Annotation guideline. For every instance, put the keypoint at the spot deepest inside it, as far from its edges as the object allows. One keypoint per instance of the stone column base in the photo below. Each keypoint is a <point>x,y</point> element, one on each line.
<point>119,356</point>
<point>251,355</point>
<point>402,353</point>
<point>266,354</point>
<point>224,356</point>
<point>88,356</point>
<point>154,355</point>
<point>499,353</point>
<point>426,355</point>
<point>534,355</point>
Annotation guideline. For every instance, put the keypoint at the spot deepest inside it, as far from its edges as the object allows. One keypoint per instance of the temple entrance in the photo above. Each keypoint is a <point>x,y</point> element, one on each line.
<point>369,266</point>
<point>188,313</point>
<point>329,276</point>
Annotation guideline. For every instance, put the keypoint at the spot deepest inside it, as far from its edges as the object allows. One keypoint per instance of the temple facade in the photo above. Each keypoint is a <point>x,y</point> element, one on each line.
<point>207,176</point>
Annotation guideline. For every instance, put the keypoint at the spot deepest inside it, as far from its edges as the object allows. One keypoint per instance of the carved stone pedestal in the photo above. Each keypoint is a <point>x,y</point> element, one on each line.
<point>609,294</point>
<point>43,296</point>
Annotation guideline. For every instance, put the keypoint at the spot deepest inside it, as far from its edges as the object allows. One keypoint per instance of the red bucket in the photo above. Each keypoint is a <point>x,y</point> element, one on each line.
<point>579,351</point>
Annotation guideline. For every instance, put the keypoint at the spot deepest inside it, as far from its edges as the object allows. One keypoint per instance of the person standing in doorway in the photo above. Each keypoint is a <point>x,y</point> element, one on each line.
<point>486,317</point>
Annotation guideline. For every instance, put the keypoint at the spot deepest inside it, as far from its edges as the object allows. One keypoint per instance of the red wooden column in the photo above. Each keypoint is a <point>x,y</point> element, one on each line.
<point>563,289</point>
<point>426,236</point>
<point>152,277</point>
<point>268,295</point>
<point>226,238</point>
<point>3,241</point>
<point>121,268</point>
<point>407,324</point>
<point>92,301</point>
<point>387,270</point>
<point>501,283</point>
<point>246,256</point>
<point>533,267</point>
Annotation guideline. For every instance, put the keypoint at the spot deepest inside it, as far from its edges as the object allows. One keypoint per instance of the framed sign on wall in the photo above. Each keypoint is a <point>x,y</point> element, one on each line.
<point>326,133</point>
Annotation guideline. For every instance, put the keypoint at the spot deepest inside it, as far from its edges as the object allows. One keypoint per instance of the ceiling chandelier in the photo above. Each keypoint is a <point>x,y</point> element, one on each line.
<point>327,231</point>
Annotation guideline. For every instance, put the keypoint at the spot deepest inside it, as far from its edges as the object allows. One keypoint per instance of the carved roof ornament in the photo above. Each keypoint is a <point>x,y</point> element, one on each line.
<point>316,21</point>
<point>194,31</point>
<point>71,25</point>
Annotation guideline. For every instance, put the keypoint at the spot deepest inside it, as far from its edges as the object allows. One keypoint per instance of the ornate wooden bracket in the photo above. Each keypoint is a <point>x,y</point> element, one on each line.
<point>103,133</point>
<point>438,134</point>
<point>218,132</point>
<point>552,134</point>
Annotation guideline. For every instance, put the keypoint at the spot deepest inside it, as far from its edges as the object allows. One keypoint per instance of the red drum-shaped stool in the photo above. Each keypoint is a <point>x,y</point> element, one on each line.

= Problem statement =
Every entry above should be retyped exactly as shown.

= Task response =
Annotation guideline. For every instance, put the keypoint at the spot deepest inside it, as far from its edges as the object allows. One keypoint per instance of the stone column base in the photo below. Each keypoint is a <point>x,y</point> element, one on each line.
<point>119,356</point>
<point>251,355</point>
<point>402,353</point>
<point>266,354</point>
<point>224,356</point>
<point>88,356</point>
<point>154,355</point>
<point>499,353</point>
<point>426,355</point>
<point>534,355</point>
Annotation guideline. For every instance, put the keypoint at the spot deepest inside it, as far from its edges as the object allows. One keypoint per instance of the temple entrance in the photo above. Each keypoint is a <point>x,y</point> element, one on each line.
<point>369,266</point>
<point>188,313</point>
<point>329,276</point>
Annotation guideline. For every instance, put the keypoint at the spot deepest inside it, as far from its edges as the object allows. One keypoint per instance of the temple facade in the photo above. Each keypoint is a <point>x,y</point> element, one on each line.
<point>207,176</point>
Annotation guideline. For every instance, put the keypoint at the spot deepest inside it, as far from its edges as the object allows. One keypoint per instance of the carved stone pedestal in the photo above. Each keypoint is a <point>x,y</point> element, one on each line.
<point>609,294</point>
<point>43,296</point>
Annotation guideline. For every instance, put the keypoint at the spot deepest inside it, as far from its edges as the object allows. One keypoint per instance of the red bucket in the photo above. Each keypoint is a <point>x,y</point> element, one on each line.
<point>579,351</point>
Annotation guideline. For every instance, put the keypoint at the spot deepest inside it, as far from its edges as the object allows. One keypoint per instance of the person standing in doorway in the photo above. Each keypoint is a <point>x,y</point> element, one on each line.
<point>486,317</point>
Annotation guideline. For every instance, put the keypoint at the spot deepest inside it, as far from its edges as the object allows. One keypoint per instance of the red wooden column in the photo above. Each keypoint is a <point>x,y</point> element, one on each line.
<point>563,289</point>
<point>426,236</point>
<point>152,277</point>
<point>268,295</point>
<point>226,238</point>
<point>3,241</point>
<point>121,268</point>
<point>407,324</point>
<point>92,301</point>
<point>387,270</point>
<point>501,283</point>
<point>246,256</point>
<point>533,267</point>
Annotation guideline. For every instance, put the keypoint at the spot deepest inside it, as far from its edges as the object allows. One keypoint per instance of the framed sign on wall in the photo above. Each keypoint is a <point>x,y</point> element, one on each line.
<point>326,133</point>
Annotation guideline. For every instance, put the keypoint at the spot deepest inside it, as far from its edges as the object allows. One keypoint per instance of the ceiling chandelier in the photo above. Each keypoint is a <point>x,y</point> element, one on each line.
<point>327,231</point>
Annotation guideline. For every instance, put the keypoint at the spot deepest inside it, as far from its edges as the object allows. One keypoint per instance of the carved roof ornament in the photo above. Each keypoint is a <point>x,y</point> element, one on each line.
<point>316,21</point>
<point>194,31</point>
<point>71,25</point>
Annotation guideline. For every instance, put the keypoint at the spot deepest inside it, as far from its edges as the object allows. One keypoint per instance of the ornate wooden bracket in the photo above. Each keypoint is a <point>x,y</point> element, one on each line.
<point>103,133</point>
<point>438,134</point>
<point>218,132</point>
<point>552,134</point>
Annotation guideline. For every instance, put the keypoint at the spot deepest inside it, as far from its edges as the object allows. One keypoint per instance of the red drum-shaped stool in the photo above. Each keypoint is a <point>x,y</point> element, one on each line.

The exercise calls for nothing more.